Who's your political hero?

It’s tough to pinpoint just one. I often get asked if I’m related to the Massachusetts Kennedy’s, who produced the great leaders John, Robert and Ted Kennedy. Although I haven’t identified a direct link, I do admire their work. But if I have to choose just one, I would pick Franklin Delano Roosevelt, a reform-minded New Yorker who took office in the State Senate exactly 100 years before my first day. We both took office after running campaigns focused on changing politics as usual in the State Capitol. The success of FDR as a state representative and obviously as president are unprecedented. He stood up and fought for this country at a time when America needed a fighter. He led us through a challenging period of our history and helped America come out stronger, prouder and more united.

You are trained as an occupational therapist. Are any of those skills useful in your current job?

As an occupational therapist, you go to work every day to help people. I’ve kept that same mindset as a state senator and prior as county legislator. Throughout my career as an OT, I worked with senior citizens and with children with disabilities. Today, I continue to fight for vulnerable New Yorkers as a state senator.

★ ★ ★ ★

→ **Work item A**:
Answer these questions from the interview above, marking each answer (i), (ii) or (iii) to match:
(i) Whom does the speaker choose as a political hero?
(ii) How many years before the speaker's first day did that hero take office in the State Senate?
(iii) With which two groups did the speaker work as an occupational therapist?
→ **Work item B**: Carry on the interview with the state senator from the point where it ends.

→ **Dataset extract**:
★ ★ ★ ★

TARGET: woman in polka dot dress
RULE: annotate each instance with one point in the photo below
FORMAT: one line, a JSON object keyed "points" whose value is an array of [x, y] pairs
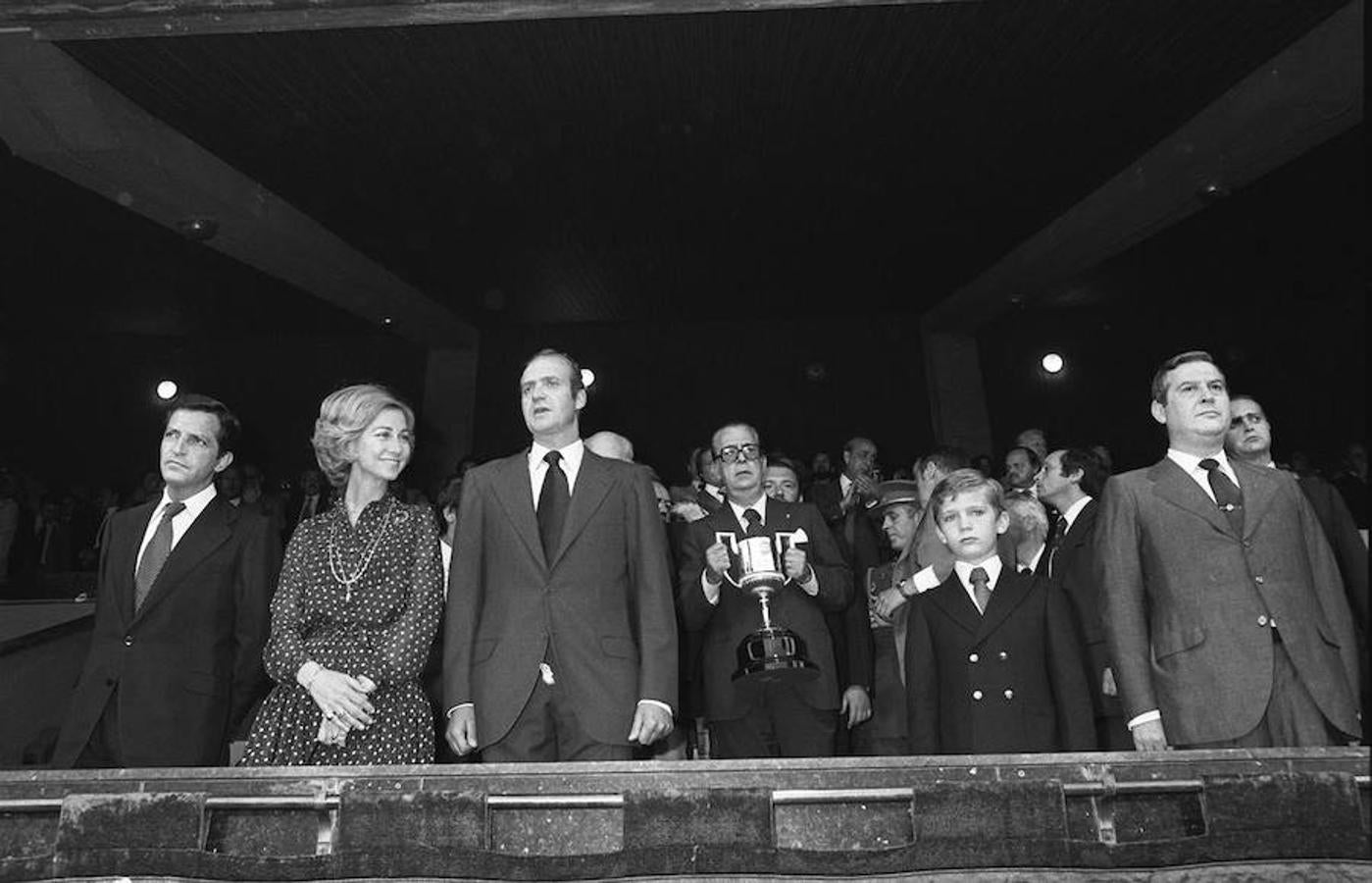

★ ★ ★ ★

→ **Task answer A**:
(i) Franklin Delano Roosevelt
(ii) Exactly 100 years
(iii) Senior citizens and children with disabilities

→ **Task answer B**:
When you get down to the specifics of the jobs of occupational therapist and state  senator, they are obviously different. But there are many similarities. First and foremost, you must always look out for what’s best for the people you serve – both jobs require a similar type of selflessness where you put others before yourself. In addition, the interpersonal communication skills that I fostered as an occupational therapist have been immensely helpful in the State Senate. Every day, I’m working with so many different constituents, as well as my colleagues in government. Honestly, in many cases, you just have to get back to basics and simply communicate effectively to get things done.

What's the worst part of your job?

I love going to work and fighting to make Western New York heard in Albany. The travel from Buffalo to Albany, however, gets to be tough when I have to leave my wife and my three children at home every week. I can’t thank my wife, Katie, enough for being such an amazing mother to our children and taking care of things at home when I’m away in Albany doing the people’s business. 

(A "Five Questions" interview with Kennedy's Democratic primary rival, Betty Jean Grant, can be found here.)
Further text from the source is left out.